## Begin Extracted records
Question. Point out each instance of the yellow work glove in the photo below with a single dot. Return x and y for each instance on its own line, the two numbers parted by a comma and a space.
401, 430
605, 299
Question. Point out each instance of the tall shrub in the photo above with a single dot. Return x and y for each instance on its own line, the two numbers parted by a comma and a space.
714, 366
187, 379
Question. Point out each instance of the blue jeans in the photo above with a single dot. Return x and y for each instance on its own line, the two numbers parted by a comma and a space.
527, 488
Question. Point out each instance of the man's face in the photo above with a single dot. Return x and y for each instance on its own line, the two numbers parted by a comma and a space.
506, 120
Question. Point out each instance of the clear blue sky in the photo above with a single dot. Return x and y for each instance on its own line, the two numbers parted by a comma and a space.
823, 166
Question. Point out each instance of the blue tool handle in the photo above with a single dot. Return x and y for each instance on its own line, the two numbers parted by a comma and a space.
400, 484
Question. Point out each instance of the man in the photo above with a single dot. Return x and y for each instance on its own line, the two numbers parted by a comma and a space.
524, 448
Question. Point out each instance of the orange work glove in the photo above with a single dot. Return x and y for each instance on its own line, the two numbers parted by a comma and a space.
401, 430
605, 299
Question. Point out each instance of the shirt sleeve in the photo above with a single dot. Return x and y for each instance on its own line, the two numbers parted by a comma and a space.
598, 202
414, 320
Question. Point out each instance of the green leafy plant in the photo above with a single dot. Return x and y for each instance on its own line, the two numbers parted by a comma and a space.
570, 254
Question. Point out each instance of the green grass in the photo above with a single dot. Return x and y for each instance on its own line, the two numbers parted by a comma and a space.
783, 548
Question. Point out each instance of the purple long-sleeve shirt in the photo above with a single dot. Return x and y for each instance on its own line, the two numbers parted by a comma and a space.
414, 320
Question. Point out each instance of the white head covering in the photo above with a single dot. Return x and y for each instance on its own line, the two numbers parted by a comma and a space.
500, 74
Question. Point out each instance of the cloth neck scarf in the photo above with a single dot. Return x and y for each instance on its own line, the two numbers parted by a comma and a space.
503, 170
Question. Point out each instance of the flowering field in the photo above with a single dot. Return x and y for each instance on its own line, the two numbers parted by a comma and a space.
## End Extracted records
What to work on:
In full and verbatim, repeat the records given above.

Answer to the task:
Question. Point out each instance of the yellow work glove in the photo below with a single dot. Return x and y for each instance on its own line, the two numbers parted by a comma and a space.
401, 430
605, 299
Question. Point out each instance of the tall shrub in the photo above with a single dot. Return x and y for each instance on its own line, the two numbers parted by a comma and a space.
714, 366
187, 379
Question. Point out each instance of the blue jeans in the photo above with a single dot. Return x and y for each instance on its own line, the two numbers parted by a comma and a space.
527, 488
Question. Point out each instance of the man's face in the photo above with a single dot. Return x and y for each instance on its own line, the two numbers parted by a comma and a space.
506, 120
Question. Point out each instance of the clear blue sky in the photo above with a single dot. Return x and y for each instance on its own line, the two numbers parted by a comma and a space.
823, 166
Question. Point out each instance of the blue tool handle in the photo above with a single dot. Return x and y for each instance on its own line, the two numbers parted by a comma and a space.
400, 484
Question. Point out each instance of the man in the photo above with a single dot. Return x and y for each instance on its own line, the two numbers parted by a comma and a space.
524, 448
Question. Point out each instance of the orange work glove in the photo above with a single dot. Return x and y for each instance on its own line, the two numbers parted by a comma and a space.
401, 430
605, 299
Question. Point out each instance of the shirt sleeve in the photo above with a single dot. Return x and y for each instance on its own line, the two numbers parted by a comma and a space.
598, 202
414, 320
Question. Point out each instance of the green leafy plant in the photo above with a single dot. Return x and y for each instance on its own line, the two numbers parted by a comma and a space.
570, 254
Question. Point out each instance of the green grass in the photo above with a single dot. Return x and y for each instance on its own line, the two numbers parted by a comma and a space.
783, 548
Question. Point out each instance of the purple long-sleeve shirt in the photo above with a single dot. Return x and y for each instance on its own line, the two numbers parted by a comma and a space.
414, 320
Question. Point out each instance of the white head covering in the photo above with a single dot. Return x and y for each instance on its own line, the two numbers parted by a comma and a space.
500, 74
Question. Point out each instance of the cloth neck scarf in the photo above with a single dot. Return x and y for each instance on its own line, the two numbers parted by a comma and a space.
503, 170
Question. Point out each instance of the flowering field in the photo above with a single dot. Return x and y for each instance on its own line, the two numbers parted by a comma and a space.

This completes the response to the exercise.